- **Document extract**
*****
There are many such clues to extra-textual information in a book I have been treating this week: Archaeologia graeca: or, the antiquities of Greece, by John Potter, published in London, 1764. The book is an octavo covered in finely sprinkled, tan calf. Its decoration is modest but attractive, with a double-fillet, gold-tooled border on both boards and accenting each raised band on the spine. The boards have been laced on with three of the five sewing cords.

Inside the front board (cover), the acidic leather has burned the paper of the paste-down, making visible an imperfection from the leather-manufacturing process which would originally have been hidden on the turn-in, under the paste-down, when the book was newly bound [see white arrow in image above]. This gross imperfection in the leather is one indication that the binding is not of the best quality, and therefore may not have been a bespoke binding, which would have been bought in sheets and bound to the taste of an individual customer. The more closely I examined the materials, the more I saw signs that the materials themselves were not the finest quality, and the binding construction also showed signs of shortcuts. The high acidity of the leather suggests a quickly-produced product of inferior quality, further supported by the imperfection on the turn-in, which would have made this a "second-quality" skin. The textblock is constructed from handmade, laid paper which is coarse, has an uneven pulp distribution when examined in transmitted light, and shows no watermark -- all signs of a lesser quality paper in the mid-18th century.
*****
- **Directives**
1) From the binding description, list each feature of the textblock paper that is given as a sign of lesser quality paper in the mid-18th century.
2) Answer each question from the binding description, one per line:
(a) In what city and year was the book published?
(b) How many of the five sewing cords were used to lace on the boards?
(c) What made the leather imperfection inside the front board visible?

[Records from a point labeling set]
*****
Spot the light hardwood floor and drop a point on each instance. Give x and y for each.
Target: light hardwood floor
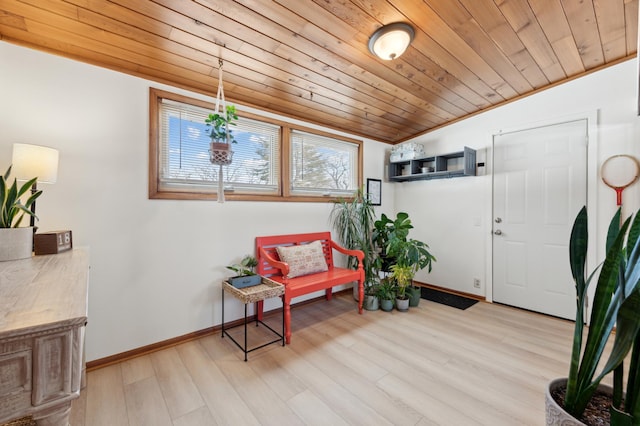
(435, 365)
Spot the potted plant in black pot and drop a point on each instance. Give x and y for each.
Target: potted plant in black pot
(245, 275)
(371, 300)
(616, 303)
(402, 256)
(387, 293)
(15, 242)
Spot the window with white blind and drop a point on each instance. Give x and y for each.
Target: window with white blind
(321, 166)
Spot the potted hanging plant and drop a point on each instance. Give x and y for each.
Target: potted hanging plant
(245, 275)
(15, 242)
(221, 135)
(616, 303)
(218, 126)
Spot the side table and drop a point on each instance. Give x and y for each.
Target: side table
(254, 294)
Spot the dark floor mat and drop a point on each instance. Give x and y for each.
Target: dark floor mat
(448, 299)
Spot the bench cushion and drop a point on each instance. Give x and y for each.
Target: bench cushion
(303, 259)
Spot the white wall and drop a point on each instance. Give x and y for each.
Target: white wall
(454, 216)
(156, 265)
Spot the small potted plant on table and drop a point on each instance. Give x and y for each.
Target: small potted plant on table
(245, 275)
(15, 242)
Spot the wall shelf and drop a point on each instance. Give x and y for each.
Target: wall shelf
(456, 164)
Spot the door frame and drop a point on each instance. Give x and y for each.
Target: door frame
(592, 185)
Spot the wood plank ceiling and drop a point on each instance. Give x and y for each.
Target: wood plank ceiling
(309, 59)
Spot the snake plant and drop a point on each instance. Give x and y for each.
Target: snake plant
(13, 210)
(616, 300)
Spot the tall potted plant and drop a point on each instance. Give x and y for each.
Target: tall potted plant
(401, 255)
(15, 242)
(353, 221)
(616, 301)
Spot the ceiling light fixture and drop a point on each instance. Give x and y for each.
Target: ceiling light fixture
(390, 41)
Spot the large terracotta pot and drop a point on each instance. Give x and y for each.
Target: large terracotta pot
(15, 243)
(554, 413)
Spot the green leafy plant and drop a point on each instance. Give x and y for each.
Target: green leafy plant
(245, 267)
(402, 256)
(403, 275)
(13, 211)
(616, 300)
(353, 221)
(387, 289)
(218, 125)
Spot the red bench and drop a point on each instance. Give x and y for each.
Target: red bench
(270, 265)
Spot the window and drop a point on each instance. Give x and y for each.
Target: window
(321, 166)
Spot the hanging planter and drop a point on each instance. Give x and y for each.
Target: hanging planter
(221, 136)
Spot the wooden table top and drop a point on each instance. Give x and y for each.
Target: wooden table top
(43, 290)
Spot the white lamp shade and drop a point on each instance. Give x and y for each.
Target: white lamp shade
(390, 41)
(31, 161)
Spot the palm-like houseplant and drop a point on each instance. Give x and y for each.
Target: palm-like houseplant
(401, 255)
(13, 210)
(353, 221)
(616, 301)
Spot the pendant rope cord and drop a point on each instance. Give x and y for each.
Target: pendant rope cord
(220, 153)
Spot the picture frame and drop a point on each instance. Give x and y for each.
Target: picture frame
(374, 191)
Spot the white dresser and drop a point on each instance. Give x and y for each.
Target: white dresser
(43, 312)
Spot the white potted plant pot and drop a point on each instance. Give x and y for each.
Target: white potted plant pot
(15, 243)
(555, 415)
(402, 304)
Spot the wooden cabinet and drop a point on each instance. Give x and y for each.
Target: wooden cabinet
(43, 312)
(456, 164)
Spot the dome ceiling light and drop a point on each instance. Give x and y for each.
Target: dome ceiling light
(390, 41)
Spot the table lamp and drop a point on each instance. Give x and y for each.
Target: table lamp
(31, 161)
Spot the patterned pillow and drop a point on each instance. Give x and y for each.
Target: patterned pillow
(304, 259)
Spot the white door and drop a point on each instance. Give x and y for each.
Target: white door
(539, 185)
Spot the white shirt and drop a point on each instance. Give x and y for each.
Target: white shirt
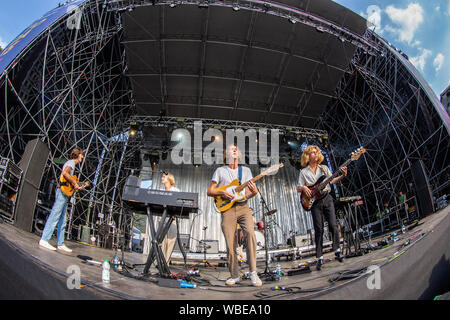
(174, 189)
(307, 177)
(70, 163)
(225, 175)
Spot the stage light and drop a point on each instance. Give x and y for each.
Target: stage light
(133, 129)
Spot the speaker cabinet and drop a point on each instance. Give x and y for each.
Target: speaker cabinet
(212, 246)
(184, 238)
(422, 189)
(32, 164)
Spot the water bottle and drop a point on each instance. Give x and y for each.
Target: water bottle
(185, 284)
(278, 270)
(116, 261)
(105, 272)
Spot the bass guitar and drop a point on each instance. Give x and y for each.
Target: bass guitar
(317, 192)
(238, 191)
(67, 188)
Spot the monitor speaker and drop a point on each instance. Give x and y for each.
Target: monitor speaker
(184, 238)
(32, 164)
(422, 189)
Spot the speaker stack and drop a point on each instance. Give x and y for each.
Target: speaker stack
(422, 189)
(32, 165)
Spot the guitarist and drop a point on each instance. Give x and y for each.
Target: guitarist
(240, 213)
(311, 160)
(58, 214)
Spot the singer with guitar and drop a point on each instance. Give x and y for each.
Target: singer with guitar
(57, 216)
(324, 207)
(238, 213)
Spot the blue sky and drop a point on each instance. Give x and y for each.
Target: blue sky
(420, 28)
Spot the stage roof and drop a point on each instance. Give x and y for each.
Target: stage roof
(245, 65)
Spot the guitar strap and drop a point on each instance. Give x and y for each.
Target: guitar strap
(240, 174)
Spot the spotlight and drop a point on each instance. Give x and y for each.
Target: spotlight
(133, 129)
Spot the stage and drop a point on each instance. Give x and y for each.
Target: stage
(416, 266)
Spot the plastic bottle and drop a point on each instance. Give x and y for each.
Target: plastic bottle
(185, 284)
(278, 270)
(105, 272)
(116, 261)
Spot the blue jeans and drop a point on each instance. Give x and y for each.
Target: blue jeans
(57, 217)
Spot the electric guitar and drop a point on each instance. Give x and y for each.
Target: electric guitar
(67, 188)
(317, 192)
(238, 191)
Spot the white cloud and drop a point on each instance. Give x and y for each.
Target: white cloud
(420, 61)
(407, 20)
(438, 62)
(373, 16)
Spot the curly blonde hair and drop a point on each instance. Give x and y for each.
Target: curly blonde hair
(228, 151)
(307, 152)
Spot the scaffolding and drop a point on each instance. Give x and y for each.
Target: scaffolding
(70, 89)
(381, 106)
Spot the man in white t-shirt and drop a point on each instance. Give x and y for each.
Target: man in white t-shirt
(57, 216)
(240, 213)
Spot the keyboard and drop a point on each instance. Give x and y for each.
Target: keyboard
(180, 204)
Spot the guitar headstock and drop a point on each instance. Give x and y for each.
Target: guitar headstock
(357, 153)
(274, 168)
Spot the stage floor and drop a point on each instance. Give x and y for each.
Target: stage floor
(211, 283)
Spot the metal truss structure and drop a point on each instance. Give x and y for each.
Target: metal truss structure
(382, 106)
(70, 89)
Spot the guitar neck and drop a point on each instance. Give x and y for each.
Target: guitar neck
(334, 175)
(258, 177)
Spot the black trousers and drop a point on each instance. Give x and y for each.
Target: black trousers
(324, 208)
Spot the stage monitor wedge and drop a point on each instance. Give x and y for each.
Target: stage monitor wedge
(32, 164)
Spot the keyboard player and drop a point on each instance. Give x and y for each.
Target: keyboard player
(167, 245)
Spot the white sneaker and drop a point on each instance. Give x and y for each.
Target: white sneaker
(256, 282)
(232, 282)
(46, 245)
(64, 248)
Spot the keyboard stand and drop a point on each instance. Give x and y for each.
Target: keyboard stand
(158, 235)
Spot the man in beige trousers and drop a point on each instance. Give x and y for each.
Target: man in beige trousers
(240, 214)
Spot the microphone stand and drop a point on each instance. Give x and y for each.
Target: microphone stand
(264, 205)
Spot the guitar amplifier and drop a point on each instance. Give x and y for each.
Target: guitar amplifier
(300, 241)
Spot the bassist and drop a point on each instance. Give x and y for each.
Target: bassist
(323, 208)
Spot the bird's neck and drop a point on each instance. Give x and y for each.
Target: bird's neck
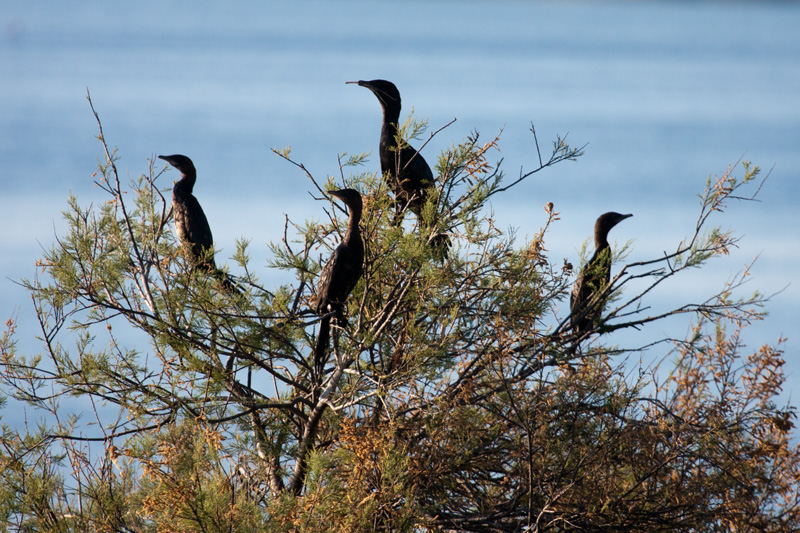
(391, 116)
(353, 234)
(186, 183)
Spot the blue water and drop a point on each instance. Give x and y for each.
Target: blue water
(664, 94)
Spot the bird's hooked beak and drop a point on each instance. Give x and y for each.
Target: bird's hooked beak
(380, 94)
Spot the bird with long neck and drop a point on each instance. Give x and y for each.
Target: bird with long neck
(191, 224)
(403, 167)
(589, 294)
(340, 274)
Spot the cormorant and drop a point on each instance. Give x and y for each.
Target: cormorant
(594, 277)
(341, 273)
(191, 223)
(406, 171)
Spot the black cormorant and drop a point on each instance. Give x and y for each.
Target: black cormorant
(341, 273)
(191, 223)
(406, 171)
(594, 277)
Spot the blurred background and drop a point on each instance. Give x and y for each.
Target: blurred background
(663, 94)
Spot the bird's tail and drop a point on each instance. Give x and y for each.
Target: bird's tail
(227, 281)
(322, 345)
(440, 243)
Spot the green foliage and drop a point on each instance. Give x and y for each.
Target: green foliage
(454, 398)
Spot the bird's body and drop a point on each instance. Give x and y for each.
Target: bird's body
(404, 168)
(343, 270)
(340, 274)
(191, 224)
(588, 298)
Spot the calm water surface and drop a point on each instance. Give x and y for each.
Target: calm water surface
(664, 94)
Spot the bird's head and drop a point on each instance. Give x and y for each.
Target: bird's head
(386, 91)
(606, 221)
(351, 197)
(180, 162)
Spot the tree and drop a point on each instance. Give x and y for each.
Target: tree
(451, 400)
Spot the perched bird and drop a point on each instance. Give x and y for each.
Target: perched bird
(341, 273)
(191, 223)
(405, 170)
(587, 299)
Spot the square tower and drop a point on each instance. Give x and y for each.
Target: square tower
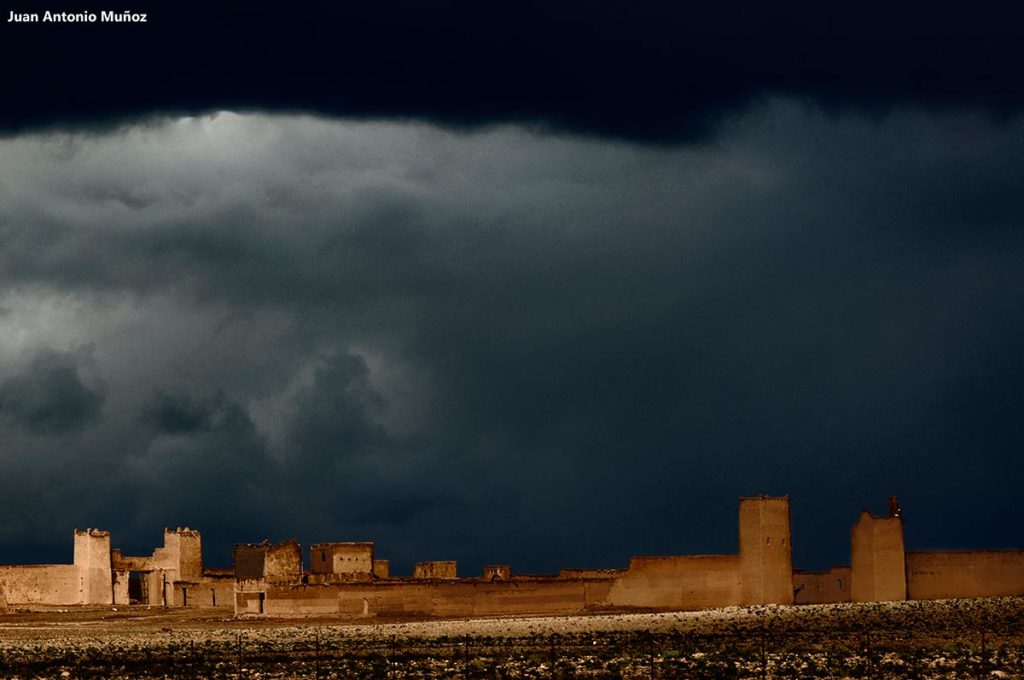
(92, 557)
(765, 550)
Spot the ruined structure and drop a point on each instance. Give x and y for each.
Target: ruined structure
(882, 569)
(348, 579)
(99, 575)
(760, 574)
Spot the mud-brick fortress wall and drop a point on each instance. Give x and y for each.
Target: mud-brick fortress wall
(87, 581)
(761, 574)
(936, 575)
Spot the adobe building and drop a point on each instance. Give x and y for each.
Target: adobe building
(760, 574)
(172, 576)
(347, 579)
(882, 569)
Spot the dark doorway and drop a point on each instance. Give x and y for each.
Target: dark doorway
(136, 588)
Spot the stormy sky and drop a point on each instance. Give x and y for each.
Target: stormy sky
(547, 284)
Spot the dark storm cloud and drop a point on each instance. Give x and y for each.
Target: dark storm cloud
(509, 347)
(650, 71)
(48, 396)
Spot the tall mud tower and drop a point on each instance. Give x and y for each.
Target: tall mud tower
(879, 558)
(765, 550)
(92, 557)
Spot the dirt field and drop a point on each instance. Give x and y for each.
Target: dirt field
(946, 639)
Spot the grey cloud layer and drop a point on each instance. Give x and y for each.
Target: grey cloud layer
(441, 342)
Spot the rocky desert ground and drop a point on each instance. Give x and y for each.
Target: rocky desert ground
(941, 639)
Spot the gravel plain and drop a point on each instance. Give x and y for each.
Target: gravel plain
(940, 639)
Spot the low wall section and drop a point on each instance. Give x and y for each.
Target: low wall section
(41, 584)
(965, 574)
(438, 598)
(679, 583)
(821, 587)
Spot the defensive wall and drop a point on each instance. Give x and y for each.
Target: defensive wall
(347, 579)
(172, 576)
(760, 574)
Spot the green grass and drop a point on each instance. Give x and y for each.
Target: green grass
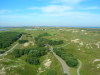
*****
- **Solutions in order**
1)
- Coarse
- Uneven pulp distribution when examined in transmitted light
- No watermark

2)
(a) London, 1764
(b) Three
(c) The acidic leather burned the paper of the paste-down.